**RECORDED DATA:**
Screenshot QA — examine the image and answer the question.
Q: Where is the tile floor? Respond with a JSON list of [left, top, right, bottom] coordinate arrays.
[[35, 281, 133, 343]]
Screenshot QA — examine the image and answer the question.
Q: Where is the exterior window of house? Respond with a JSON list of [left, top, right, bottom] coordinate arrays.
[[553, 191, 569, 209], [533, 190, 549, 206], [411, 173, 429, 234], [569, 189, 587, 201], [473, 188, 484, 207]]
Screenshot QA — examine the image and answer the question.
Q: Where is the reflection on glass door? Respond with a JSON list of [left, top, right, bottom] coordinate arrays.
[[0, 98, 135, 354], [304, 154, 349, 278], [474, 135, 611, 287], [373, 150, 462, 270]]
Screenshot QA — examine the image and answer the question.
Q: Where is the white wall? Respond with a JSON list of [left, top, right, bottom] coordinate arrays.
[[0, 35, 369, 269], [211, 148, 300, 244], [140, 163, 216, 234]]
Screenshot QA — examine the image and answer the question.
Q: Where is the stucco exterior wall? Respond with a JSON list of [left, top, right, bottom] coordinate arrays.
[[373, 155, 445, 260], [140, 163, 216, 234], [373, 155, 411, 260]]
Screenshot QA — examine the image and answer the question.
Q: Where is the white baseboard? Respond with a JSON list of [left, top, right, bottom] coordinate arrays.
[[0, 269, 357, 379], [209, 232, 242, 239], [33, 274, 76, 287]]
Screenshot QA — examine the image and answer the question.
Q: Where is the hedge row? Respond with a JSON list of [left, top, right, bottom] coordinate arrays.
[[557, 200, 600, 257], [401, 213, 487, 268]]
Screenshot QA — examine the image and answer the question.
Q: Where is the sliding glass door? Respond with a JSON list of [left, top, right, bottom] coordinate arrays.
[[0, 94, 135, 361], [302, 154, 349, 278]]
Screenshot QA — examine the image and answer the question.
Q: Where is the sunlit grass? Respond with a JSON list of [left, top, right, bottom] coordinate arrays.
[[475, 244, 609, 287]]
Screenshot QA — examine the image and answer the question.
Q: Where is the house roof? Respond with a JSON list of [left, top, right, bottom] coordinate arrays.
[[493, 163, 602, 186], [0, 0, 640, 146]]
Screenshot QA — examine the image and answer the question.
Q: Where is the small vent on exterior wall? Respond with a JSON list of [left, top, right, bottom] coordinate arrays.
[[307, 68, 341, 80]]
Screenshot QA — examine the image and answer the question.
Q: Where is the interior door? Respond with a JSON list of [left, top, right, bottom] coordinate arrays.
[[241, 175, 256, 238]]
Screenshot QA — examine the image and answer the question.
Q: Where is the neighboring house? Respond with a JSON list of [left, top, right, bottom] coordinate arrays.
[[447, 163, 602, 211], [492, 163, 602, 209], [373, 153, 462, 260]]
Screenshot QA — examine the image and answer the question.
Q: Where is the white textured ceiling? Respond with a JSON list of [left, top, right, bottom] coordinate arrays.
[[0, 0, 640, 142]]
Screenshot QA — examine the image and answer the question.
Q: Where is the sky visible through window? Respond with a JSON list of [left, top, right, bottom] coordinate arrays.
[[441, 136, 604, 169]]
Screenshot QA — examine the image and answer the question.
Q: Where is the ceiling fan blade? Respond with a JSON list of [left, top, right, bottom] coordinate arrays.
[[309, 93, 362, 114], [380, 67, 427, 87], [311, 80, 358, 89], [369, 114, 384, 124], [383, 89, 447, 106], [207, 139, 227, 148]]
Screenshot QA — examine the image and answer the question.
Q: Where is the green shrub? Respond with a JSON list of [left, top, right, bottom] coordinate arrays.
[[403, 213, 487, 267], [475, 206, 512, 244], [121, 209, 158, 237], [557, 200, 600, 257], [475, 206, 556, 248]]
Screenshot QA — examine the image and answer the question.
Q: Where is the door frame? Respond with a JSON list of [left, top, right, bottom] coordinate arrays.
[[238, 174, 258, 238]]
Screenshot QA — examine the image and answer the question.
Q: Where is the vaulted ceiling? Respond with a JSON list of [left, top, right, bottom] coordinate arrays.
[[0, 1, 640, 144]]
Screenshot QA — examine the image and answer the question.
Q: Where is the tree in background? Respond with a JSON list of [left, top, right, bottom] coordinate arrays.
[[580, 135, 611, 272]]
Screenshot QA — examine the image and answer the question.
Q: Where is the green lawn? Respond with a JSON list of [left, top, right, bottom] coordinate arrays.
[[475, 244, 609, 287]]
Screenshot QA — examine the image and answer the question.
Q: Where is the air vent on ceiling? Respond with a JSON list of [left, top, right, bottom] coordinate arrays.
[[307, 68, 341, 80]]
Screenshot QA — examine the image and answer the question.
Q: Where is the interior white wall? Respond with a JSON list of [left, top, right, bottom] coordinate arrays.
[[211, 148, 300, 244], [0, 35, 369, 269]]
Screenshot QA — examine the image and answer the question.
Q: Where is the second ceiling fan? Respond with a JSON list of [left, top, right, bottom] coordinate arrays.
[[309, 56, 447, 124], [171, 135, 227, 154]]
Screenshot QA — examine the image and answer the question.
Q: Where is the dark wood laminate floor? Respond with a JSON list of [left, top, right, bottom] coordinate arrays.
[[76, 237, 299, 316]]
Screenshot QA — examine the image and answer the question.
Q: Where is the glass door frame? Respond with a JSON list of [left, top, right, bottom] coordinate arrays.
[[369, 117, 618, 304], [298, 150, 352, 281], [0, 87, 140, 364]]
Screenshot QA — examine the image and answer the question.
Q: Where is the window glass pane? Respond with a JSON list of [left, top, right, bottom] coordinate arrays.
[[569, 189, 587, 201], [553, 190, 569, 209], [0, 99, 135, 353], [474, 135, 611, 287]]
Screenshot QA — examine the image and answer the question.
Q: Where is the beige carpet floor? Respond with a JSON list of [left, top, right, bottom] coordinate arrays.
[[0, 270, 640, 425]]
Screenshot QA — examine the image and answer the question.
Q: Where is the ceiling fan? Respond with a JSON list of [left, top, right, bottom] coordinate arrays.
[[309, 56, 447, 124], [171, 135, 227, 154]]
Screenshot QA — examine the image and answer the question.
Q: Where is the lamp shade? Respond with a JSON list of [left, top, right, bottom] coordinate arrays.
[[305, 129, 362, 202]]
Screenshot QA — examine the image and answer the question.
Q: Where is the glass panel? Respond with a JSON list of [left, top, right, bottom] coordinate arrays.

**EXERCISE GOAL:** Pick out each line in the rows above that contains the word "house", and copy those lines in order.

**THE ANSWER:**
Q: Where is the exterior window of house? Respond with a JSON list of [left, top, right, bottom] coordinate arrays.
Q: Where is the house roof? Respond with a JSON list of [left, top, right, bottom] coordinate arrays.
Q: Where is the neighboring house? Respond with a JSON list of [left, top, right, bottom] coordinate arrays.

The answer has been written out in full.